━━━ DATA TO PROCESS

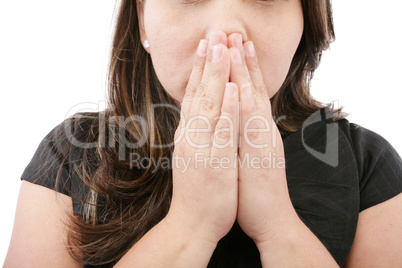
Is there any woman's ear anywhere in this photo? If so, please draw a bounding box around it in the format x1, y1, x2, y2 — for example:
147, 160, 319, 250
136, 0, 147, 49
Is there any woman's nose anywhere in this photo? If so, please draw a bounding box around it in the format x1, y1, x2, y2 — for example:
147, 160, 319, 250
205, 0, 247, 46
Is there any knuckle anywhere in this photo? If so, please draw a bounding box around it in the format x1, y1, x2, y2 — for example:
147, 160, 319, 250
248, 61, 260, 73
215, 124, 232, 140
245, 131, 261, 145
208, 66, 222, 80
201, 95, 216, 113
197, 81, 208, 98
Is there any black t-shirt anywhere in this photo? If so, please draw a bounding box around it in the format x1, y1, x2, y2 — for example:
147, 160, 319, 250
21, 109, 402, 267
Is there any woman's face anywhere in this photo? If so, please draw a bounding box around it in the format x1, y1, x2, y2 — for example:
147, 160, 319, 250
137, 0, 304, 102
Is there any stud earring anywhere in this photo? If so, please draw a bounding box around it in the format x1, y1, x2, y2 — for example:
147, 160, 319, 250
144, 40, 150, 48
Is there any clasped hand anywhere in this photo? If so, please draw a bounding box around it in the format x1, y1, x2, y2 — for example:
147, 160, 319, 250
167, 32, 297, 248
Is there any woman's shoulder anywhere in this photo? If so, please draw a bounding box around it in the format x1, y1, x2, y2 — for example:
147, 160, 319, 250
21, 113, 100, 215
340, 119, 402, 211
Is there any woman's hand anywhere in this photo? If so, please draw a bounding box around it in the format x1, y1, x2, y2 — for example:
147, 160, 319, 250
228, 33, 298, 244
165, 32, 239, 243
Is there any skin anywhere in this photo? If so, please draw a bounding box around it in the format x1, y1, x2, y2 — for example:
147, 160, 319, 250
139, 0, 303, 102
137, 0, 337, 267
4, 0, 402, 267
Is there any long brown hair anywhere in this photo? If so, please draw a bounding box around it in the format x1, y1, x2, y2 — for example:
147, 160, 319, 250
53, 0, 345, 265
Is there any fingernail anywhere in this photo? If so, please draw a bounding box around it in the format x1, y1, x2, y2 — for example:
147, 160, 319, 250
246, 41, 255, 57
225, 83, 235, 99
242, 84, 253, 98
197, 39, 207, 57
212, 45, 222, 62
208, 32, 221, 47
235, 34, 243, 51
230, 49, 242, 64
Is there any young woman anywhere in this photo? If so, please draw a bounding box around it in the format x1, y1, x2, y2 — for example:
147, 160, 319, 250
4, 0, 402, 267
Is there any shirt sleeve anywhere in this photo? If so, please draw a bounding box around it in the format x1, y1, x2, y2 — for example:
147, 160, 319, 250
21, 121, 71, 196
350, 123, 402, 211
21, 115, 97, 216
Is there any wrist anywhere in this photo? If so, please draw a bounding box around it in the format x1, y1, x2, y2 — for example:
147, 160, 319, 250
161, 213, 218, 255
253, 208, 305, 251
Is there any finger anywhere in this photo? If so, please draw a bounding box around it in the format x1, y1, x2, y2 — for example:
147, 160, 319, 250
210, 83, 239, 160
180, 39, 208, 131
243, 41, 270, 102
189, 32, 230, 150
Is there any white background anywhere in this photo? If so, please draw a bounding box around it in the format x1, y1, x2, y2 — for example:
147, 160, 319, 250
0, 0, 402, 264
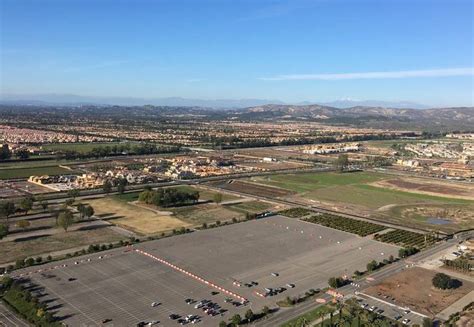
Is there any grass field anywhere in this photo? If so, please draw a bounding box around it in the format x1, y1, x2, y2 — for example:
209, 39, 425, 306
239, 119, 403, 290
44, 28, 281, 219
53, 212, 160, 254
0, 166, 74, 179
226, 201, 273, 213
114, 185, 239, 202
0, 227, 125, 263
252, 172, 474, 232
43, 142, 133, 153
89, 196, 190, 234
280, 305, 335, 327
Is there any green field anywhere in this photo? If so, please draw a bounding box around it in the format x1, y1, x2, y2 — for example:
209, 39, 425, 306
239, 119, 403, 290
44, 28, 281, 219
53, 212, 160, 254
226, 201, 273, 213
42, 142, 131, 153
251, 172, 474, 232
252, 172, 473, 209
0, 166, 74, 179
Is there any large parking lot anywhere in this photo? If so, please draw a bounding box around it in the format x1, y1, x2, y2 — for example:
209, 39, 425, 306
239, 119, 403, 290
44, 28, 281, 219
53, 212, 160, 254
13, 216, 398, 326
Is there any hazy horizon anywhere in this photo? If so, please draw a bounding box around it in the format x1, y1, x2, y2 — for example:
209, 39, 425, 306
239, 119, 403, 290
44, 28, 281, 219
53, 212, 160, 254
0, 0, 474, 107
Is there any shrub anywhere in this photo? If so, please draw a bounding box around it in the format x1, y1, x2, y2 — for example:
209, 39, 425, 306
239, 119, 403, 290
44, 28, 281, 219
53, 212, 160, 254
431, 273, 461, 290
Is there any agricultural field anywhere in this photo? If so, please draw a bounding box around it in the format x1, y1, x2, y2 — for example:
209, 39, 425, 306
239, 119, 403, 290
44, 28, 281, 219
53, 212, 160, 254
278, 208, 314, 218
372, 204, 474, 233
0, 165, 75, 179
211, 180, 293, 197
305, 214, 387, 236
0, 227, 125, 263
88, 197, 190, 234
365, 267, 474, 316
374, 229, 436, 249
246, 172, 474, 232
89, 186, 274, 234
42, 142, 133, 153
225, 201, 274, 213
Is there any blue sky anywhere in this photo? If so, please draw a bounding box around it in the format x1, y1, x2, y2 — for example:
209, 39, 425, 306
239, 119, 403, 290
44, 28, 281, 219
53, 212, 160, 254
0, 0, 474, 106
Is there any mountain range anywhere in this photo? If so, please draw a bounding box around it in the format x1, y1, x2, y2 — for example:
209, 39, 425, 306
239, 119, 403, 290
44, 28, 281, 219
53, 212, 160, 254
0, 94, 428, 109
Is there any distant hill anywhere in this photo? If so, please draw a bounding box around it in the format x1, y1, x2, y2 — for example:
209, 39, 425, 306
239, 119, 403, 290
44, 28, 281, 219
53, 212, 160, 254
236, 105, 474, 130
0, 94, 427, 109
0, 94, 283, 109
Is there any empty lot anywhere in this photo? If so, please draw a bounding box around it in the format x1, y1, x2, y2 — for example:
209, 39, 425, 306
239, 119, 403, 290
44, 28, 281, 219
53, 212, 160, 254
12, 216, 398, 326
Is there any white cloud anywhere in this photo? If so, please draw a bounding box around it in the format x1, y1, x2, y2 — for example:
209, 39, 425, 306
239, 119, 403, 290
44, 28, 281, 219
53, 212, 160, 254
63, 60, 129, 73
259, 67, 474, 81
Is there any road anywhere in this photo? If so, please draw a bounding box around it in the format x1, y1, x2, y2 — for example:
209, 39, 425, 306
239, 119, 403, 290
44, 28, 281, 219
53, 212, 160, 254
0, 302, 30, 327
200, 184, 427, 234
254, 239, 459, 327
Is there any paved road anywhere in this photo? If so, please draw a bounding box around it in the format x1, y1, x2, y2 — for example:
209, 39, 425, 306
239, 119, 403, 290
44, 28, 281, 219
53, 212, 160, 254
200, 184, 427, 233
0, 302, 31, 327
255, 240, 458, 327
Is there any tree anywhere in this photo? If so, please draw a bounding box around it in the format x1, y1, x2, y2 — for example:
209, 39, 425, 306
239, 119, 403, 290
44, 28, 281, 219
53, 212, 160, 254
102, 180, 112, 194
0, 144, 12, 160
262, 306, 270, 316
431, 273, 460, 290
40, 200, 49, 211
328, 277, 344, 288
15, 149, 30, 160
398, 247, 418, 258
117, 184, 125, 194
16, 219, 31, 229
245, 309, 255, 322
0, 224, 8, 240
231, 313, 242, 326
214, 193, 222, 204
423, 318, 433, 327
334, 153, 349, 172
58, 210, 74, 232
0, 201, 16, 222
67, 188, 81, 200
76, 203, 86, 219
20, 197, 33, 215
367, 260, 378, 272
117, 178, 128, 194
84, 205, 94, 218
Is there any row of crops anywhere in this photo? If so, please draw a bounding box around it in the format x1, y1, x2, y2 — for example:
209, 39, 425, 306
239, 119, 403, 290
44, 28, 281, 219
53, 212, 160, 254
278, 208, 314, 218
374, 229, 436, 249
305, 213, 387, 236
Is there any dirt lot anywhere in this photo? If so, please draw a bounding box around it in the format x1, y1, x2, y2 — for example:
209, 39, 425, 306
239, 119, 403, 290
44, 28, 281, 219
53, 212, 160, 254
0, 227, 125, 263
89, 197, 190, 234
211, 181, 292, 197
172, 203, 245, 225
372, 178, 474, 200
239, 161, 309, 170
366, 268, 474, 316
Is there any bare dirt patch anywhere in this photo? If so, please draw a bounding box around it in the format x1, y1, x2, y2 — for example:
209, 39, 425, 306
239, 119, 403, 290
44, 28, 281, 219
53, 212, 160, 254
211, 181, 292, 197
0, 227, 125, 263
89, 197, 190, 234
371, 178, 474, 200
366, 268, 474, 316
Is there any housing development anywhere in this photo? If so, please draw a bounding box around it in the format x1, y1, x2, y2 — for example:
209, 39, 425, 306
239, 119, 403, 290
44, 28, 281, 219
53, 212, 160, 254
0, 102, 474, 326
0, 0, 474, 327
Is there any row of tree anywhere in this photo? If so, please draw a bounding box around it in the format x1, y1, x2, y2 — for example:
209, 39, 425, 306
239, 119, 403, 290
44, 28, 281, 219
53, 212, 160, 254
58, 143, 181, 159
0, 144, 30, 160
138, 188, 199, 207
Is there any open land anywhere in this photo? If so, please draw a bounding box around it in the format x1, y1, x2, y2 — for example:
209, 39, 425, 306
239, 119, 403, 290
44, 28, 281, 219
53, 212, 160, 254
88, 197, 190, 234
365, 268, 474, 316
0, 166, 74, 179
241, 172, 474, 232
0, 227, 125, 263
15, 216, 398, 326
88, 186, 283, 235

━━━━━━

Write out the data above word for word, from its beginning up to and including the line containing "136, 0, 147, 49", and leave the pictures out.

COMPLETE OUTPUT>
Is there any woman's ear anywhere in this photo? If so, please draw a bounding box around it in the format x1, y1, x2, y2 — for example:
147, 160, 319, 250
136, 0, 147, 49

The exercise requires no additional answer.